[Given instruction]
Render the listing from its start through the line containing "(1149, 701)" as a two-column CSV with the headers text and answer. Put each piece of text and its answer in one row, each value in a single quoted field with line breaks changed to spaces, and omit the picture.

begin

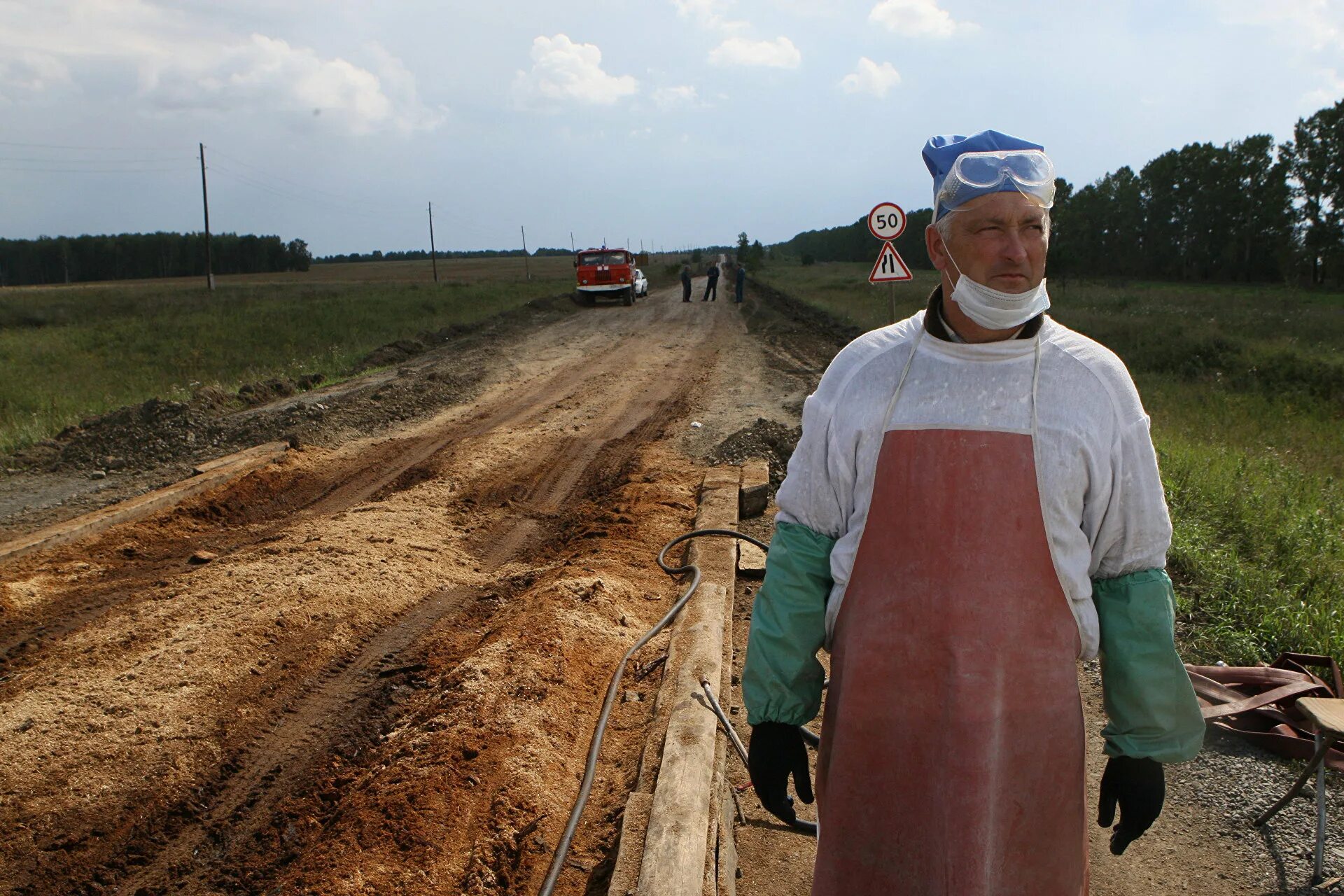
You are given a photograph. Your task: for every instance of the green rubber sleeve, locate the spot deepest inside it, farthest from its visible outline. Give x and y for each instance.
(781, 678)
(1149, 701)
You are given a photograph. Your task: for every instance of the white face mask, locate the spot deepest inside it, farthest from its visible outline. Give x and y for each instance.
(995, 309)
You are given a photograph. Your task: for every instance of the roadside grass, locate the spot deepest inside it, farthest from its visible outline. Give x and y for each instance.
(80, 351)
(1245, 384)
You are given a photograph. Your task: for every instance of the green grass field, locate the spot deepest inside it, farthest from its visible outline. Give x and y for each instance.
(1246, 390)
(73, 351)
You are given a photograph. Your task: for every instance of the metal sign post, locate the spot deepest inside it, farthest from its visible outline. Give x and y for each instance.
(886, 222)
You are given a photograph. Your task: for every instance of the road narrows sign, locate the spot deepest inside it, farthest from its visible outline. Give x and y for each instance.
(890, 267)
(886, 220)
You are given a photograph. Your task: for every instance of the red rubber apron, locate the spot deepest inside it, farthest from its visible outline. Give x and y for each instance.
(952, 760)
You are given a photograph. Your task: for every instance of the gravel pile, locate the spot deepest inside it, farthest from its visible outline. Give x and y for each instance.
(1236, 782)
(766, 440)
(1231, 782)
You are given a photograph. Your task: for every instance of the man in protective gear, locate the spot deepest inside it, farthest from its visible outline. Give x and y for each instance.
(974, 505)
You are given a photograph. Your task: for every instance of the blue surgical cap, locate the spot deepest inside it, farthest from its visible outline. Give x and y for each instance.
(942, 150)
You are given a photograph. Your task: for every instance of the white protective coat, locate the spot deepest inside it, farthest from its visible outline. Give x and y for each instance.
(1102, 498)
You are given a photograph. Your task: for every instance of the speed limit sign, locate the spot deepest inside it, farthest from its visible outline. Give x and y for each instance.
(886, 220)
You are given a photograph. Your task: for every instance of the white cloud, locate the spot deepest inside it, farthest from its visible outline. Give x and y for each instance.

end

[Response for this exercise]
text,answer
"You are given a photograph. Your task: for every instance of the green rubber sleeve, locate the spot deepest inside it, farthest from its visible outline. Give x and y for each instance.","(781, 678) (1149, 701)"